• Extrait du texte:
---

Hannah Arendt

La servitude volontaire

Les vacances sont terminées. La rentrée arrive. Finis les grasses matinées, le farniente et la liberté, voilà le retour de l’ordre et de l’obéissance !

Lors d’un numéro de Cash Investigation sur France 2 consacré aux soupçons de financement d’une campagne présidentielle française par la Lybie, j’ai été frappé par les images du Colonel Kadhafi, cruel dictateur du pays jusqu’en 2011, qui distribuait des millions d’euros selon son bon vouloir à des envoyés français. Selon les journalistes français, ce geste avait pour but l’amnistie de son beau-frère, reconnu coupable de l’organisation d’un attentat 35 ans auparavant. Certes il y a une forme de banalité dans cette attitude, la corruption, la vénalité et l’arrogance sont si courantes… Mais en revanche ce qui m’interpella en regardant ces malversations et en écoutant les témoignages de ses hommes de main, ce furent les questions suivantes : pourquoi ses hommes les plus proches obéissent ? Pourquoi acceptent-ils de suivre les caprices de cet homme égoïste et violent ? Pourquoi ne se révoltent-ils pas ? Et cette question se double d’une autre qui n’est pas tout à fait la même, comment se fait-il que des millions de personnes acceptent d’obéir à un seul homme en souffrant de ses décisions arbitraires ? Après tout un dictateur est un homme seul. Peu suffirait pour le renverser.

---

• Extraits de données:
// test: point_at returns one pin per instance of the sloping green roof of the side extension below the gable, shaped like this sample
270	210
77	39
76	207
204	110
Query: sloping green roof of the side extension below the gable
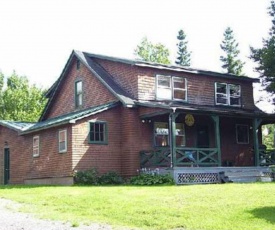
69	118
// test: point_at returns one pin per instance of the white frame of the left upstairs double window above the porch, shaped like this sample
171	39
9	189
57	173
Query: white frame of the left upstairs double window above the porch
168	91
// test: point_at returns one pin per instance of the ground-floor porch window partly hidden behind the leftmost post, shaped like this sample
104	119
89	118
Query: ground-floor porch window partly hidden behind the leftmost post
162	134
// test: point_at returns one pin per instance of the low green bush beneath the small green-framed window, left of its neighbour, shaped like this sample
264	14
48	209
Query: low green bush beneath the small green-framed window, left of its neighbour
87	177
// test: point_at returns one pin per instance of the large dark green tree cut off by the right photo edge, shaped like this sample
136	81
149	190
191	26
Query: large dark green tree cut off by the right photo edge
265	57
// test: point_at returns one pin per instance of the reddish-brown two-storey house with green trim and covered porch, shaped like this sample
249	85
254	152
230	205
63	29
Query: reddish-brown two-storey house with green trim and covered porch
123	115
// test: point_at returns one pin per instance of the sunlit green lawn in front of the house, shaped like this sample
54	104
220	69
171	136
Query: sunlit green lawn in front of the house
220	206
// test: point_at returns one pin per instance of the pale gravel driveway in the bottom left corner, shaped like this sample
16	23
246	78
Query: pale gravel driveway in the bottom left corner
11	219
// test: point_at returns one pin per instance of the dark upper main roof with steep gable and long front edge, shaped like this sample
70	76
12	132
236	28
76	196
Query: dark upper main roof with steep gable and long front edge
89	60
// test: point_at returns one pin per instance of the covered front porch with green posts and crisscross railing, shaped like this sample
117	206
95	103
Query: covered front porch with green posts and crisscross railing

---

• Activité:
Recopiez intégralement le texte sur la servitude volontaire, sans y changer un mot.

• Zone de réponse:
Hannah Arendt

La servitude volontaire

Les vacances sont terminées. La rentrée arrive. Finis les grasses matinées, le farniente et la liberté, voilà le retour de l’ordre et de l’obéissance !

Lors d’un numéro de Cash Investigation sur France 2 consacré aux soupçons de financement d’une campagne présidentielle française par la Lybie, j’ai été frappé par les images du Colonel Kadhafi, cruel dictateur du pays jusqu’en 2011, qui distribuait des millions d’euros selon son bon vouloir à des envoyés français. Selon les journalistes français, ce geste avait pour but l’amnistie de son beau-frère, reconnu coupable de l’organisation d’un attentat 35 ans auparavant. Certes il y a une forme de banalité dans cette attitude, la corruption, la vénalité et l’arrogance sont si courantes… Mais en revanche ce qui m’interpella en regardant ces malversations et en écoutant les témoignages de ses hommes de main, ce furent les questions suivantes : pourquoi ses hommes les plus proches obéissent ? Pourquoi acceptent-ils de suivre les caprices de cet homme égoïste et violent ? Pourquoi ne se révoltent-ils pas ? Et cette question se double d’une autre qui n’est pas tout à fait la même, comment se fait-il que des millions de personnes acceptent d’obéir à un seul homme en souffrant de ses décisions arbitraires ? Après tout un dictateur est un homme seul. Peu suffirait pour le renverser.